_What you should do_
Quote verbatim the items below, from the line containing "in white polo" through the line containing "(1031, 460)", with both of those lines included.

[Dataset rows]
* BEGIN *

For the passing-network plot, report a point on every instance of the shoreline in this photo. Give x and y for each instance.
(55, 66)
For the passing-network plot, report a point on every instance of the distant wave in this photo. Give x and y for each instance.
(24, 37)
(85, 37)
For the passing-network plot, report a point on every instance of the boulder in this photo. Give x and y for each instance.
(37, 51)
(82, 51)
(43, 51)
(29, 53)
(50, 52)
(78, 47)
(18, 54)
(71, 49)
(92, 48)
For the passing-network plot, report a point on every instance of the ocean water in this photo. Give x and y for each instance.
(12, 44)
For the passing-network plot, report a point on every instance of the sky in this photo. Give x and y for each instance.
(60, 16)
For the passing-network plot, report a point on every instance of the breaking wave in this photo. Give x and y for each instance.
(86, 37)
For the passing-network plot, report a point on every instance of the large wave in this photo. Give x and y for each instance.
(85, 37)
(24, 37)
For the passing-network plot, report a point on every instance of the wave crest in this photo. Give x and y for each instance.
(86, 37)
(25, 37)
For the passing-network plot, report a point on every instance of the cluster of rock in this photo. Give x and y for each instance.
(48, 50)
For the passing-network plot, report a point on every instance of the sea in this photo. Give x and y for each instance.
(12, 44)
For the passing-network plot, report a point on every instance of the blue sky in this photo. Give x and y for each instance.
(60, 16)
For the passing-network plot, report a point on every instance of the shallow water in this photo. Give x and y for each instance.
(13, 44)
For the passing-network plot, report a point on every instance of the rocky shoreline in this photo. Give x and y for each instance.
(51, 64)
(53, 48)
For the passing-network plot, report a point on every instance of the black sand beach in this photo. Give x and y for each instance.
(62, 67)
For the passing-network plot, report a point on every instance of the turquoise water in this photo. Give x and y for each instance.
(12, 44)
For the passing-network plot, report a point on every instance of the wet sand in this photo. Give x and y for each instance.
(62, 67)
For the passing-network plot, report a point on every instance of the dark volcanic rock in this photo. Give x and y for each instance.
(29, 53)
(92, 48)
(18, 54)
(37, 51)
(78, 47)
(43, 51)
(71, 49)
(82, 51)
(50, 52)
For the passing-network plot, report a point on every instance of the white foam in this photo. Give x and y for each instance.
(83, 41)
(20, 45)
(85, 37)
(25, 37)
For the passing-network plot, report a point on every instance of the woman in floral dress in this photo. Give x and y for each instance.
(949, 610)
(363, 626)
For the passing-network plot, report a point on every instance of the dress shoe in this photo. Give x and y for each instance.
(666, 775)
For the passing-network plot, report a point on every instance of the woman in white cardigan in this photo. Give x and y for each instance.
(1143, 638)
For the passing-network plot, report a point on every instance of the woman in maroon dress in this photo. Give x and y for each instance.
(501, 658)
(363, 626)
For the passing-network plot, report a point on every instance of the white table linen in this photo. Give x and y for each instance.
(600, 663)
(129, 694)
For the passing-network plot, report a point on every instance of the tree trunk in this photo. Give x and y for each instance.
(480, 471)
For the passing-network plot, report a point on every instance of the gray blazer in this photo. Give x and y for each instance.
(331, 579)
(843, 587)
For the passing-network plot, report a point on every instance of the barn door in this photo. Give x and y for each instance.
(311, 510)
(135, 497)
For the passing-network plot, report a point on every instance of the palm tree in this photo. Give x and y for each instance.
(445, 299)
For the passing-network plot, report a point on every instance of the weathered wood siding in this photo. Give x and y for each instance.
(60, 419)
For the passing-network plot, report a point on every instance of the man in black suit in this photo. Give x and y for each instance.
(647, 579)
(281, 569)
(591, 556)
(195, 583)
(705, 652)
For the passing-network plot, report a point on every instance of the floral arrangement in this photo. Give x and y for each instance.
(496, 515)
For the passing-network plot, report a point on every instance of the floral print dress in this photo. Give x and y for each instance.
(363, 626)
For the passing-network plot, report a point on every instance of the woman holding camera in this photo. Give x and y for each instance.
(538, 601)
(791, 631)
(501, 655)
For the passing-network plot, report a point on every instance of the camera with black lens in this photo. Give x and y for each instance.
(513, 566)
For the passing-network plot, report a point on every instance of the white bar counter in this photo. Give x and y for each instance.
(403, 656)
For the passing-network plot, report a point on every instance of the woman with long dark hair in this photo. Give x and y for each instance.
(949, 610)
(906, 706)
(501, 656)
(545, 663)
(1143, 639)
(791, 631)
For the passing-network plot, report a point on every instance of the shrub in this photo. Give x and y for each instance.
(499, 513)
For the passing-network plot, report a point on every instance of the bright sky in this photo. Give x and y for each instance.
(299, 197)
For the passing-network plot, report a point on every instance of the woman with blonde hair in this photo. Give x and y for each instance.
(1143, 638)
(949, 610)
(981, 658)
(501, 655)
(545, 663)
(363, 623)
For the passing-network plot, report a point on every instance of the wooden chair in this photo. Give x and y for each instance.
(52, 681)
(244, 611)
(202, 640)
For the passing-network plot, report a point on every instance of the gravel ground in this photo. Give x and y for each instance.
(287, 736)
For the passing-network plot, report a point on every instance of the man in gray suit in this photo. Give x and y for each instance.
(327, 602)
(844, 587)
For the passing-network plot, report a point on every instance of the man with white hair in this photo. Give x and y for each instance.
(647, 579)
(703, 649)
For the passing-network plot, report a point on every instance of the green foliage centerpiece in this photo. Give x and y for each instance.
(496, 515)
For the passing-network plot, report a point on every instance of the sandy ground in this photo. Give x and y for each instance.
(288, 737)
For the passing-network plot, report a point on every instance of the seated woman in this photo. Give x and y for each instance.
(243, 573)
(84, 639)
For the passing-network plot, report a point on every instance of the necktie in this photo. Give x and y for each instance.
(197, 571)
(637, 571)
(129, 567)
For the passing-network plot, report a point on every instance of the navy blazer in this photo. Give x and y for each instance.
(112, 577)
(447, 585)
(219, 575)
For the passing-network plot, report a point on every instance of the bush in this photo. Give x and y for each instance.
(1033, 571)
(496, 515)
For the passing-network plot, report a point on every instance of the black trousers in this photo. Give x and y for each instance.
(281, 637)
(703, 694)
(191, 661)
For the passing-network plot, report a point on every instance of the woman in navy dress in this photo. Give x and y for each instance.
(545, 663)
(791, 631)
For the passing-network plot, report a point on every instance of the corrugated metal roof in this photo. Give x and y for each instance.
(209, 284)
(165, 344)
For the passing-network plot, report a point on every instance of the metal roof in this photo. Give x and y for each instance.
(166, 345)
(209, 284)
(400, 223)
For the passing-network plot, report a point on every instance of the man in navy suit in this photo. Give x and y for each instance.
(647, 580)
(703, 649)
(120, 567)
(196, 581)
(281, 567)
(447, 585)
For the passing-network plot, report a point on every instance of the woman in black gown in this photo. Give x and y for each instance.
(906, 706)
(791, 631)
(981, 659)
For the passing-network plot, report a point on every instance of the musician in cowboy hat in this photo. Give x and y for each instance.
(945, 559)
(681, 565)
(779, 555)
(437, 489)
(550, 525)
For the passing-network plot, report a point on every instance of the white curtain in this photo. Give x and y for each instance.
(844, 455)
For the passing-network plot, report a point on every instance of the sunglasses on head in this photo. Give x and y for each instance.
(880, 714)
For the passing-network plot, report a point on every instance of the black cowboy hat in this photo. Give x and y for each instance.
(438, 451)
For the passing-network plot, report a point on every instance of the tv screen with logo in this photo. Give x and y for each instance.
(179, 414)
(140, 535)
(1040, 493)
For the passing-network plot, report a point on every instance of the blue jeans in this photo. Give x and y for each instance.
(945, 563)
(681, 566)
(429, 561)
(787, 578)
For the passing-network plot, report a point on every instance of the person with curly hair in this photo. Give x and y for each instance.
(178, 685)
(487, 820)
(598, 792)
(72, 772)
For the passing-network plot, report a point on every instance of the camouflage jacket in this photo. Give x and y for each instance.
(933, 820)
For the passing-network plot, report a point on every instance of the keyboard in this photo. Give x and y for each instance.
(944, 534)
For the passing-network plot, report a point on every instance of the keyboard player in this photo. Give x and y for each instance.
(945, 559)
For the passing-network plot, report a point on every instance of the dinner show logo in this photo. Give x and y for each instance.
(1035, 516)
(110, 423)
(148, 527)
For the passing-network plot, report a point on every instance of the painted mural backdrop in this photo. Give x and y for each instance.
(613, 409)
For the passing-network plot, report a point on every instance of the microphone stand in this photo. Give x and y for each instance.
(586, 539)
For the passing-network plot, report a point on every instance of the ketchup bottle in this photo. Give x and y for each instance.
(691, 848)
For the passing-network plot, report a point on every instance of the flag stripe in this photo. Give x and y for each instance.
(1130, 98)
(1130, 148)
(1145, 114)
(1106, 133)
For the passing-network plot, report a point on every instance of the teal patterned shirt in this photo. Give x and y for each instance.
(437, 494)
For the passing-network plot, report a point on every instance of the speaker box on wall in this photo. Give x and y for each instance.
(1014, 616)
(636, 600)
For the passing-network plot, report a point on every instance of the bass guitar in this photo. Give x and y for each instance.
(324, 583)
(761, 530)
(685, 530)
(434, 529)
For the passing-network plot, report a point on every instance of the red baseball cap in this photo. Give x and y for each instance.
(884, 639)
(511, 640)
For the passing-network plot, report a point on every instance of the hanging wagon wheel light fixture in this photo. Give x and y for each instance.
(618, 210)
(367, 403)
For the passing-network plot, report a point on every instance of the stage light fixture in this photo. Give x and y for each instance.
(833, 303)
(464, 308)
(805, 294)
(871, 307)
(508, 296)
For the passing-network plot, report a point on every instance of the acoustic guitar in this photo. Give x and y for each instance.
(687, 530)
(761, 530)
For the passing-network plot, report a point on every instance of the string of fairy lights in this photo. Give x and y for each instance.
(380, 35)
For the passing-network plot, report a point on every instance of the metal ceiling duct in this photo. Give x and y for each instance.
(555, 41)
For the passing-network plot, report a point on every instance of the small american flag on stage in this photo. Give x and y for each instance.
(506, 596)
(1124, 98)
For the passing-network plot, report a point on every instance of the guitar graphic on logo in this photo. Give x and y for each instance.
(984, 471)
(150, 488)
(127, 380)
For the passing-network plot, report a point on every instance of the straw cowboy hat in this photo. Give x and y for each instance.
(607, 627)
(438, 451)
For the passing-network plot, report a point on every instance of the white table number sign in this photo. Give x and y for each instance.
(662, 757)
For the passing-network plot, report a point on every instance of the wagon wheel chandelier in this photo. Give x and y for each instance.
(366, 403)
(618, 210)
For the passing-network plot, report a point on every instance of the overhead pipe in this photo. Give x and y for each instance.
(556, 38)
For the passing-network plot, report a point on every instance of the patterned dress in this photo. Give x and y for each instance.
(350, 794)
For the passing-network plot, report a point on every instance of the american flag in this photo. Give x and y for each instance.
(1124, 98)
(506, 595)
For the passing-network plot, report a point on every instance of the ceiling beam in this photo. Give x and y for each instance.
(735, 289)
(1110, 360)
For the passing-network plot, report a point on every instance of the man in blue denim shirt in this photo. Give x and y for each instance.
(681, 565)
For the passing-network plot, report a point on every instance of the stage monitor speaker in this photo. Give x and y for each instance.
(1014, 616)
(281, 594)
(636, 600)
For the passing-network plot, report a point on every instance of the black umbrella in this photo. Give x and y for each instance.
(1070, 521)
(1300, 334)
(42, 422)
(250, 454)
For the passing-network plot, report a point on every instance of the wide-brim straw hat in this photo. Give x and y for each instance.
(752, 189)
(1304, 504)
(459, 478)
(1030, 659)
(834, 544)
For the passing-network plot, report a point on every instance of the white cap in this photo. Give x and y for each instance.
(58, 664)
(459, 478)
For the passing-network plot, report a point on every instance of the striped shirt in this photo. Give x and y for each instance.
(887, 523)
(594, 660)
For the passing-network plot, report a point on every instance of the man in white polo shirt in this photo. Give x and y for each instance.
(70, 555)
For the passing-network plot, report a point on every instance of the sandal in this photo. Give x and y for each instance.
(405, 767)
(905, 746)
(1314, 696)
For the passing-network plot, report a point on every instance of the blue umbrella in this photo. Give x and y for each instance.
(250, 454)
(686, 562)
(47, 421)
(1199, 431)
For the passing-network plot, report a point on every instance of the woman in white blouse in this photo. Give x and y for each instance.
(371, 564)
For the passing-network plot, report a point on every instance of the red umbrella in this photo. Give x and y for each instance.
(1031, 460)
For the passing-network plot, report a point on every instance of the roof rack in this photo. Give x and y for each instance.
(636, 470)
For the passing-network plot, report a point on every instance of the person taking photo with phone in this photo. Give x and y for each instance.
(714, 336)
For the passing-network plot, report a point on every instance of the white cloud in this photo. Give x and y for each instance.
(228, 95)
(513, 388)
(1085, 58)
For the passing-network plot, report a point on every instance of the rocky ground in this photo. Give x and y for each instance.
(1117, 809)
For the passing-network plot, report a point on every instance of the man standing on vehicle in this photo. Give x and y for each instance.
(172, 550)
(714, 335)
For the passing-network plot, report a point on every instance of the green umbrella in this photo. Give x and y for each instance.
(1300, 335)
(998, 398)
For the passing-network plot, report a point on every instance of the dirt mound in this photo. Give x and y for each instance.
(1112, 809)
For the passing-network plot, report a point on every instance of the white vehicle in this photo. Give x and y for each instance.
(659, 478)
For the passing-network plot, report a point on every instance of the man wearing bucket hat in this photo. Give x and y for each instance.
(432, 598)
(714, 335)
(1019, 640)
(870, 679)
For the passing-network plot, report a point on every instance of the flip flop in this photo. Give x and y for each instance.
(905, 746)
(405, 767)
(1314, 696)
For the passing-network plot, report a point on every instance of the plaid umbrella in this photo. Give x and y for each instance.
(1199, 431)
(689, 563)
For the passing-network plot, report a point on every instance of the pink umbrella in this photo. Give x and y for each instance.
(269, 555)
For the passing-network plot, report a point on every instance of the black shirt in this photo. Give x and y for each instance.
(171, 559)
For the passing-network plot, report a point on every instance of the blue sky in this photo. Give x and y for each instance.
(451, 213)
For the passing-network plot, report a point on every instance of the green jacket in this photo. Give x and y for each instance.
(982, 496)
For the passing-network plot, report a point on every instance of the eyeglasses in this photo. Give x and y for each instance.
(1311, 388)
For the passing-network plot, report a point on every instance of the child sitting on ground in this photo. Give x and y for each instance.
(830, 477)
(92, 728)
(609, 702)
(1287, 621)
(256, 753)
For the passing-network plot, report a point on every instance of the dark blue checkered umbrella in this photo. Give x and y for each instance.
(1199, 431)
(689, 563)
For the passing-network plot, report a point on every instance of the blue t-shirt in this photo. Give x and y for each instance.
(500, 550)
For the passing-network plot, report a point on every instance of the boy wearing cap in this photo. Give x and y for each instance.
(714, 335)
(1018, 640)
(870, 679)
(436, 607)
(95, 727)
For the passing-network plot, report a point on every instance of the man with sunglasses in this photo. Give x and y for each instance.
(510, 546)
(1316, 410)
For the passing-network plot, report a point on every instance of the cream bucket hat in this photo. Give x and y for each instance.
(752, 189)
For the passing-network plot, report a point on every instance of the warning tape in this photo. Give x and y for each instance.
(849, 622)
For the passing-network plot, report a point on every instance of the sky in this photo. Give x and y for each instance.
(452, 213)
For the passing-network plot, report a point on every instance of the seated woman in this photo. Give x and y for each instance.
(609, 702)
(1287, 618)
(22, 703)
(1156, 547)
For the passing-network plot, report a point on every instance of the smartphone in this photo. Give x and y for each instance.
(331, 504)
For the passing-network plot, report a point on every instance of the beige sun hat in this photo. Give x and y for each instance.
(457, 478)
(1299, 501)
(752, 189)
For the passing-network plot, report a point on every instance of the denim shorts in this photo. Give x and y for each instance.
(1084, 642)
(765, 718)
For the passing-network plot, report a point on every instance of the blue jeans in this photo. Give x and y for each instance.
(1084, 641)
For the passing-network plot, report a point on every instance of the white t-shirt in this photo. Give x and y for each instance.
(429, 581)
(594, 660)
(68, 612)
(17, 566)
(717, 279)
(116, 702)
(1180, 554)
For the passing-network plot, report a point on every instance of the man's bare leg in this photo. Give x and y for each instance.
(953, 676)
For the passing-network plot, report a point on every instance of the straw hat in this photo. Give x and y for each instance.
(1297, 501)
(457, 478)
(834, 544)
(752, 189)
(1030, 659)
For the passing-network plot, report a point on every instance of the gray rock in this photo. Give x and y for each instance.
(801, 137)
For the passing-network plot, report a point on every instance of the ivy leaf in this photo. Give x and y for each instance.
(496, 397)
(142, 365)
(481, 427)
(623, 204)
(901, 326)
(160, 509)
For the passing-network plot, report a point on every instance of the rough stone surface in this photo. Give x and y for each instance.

* END *

_Output of the exercise_
For the passing-network plot, report a point on every instance of the man in white polo shirt in this photo. Give x and y for each instance.
(70, 555)
For the passing-network plot, report a point on every instance of the sandal in this photo. Give x and y for each instance.
(405, 767)
(905, 746)
(1314, 696)
For the passing-network plot, report a point on every instance of the blue umbrella in this photo. Give x and y for each instance.
(250, 454)
(686, 562)
(47, 421)
(1199, 431)
For the passing-network plot, report a point on every instance of the woman in white blouse in this photo. Give x and y for each instance.
(371, 564)
For the passing-network plot, report a point on every instance of the red umbrella in this photo. Give x and y for each instance.
(1031, 460)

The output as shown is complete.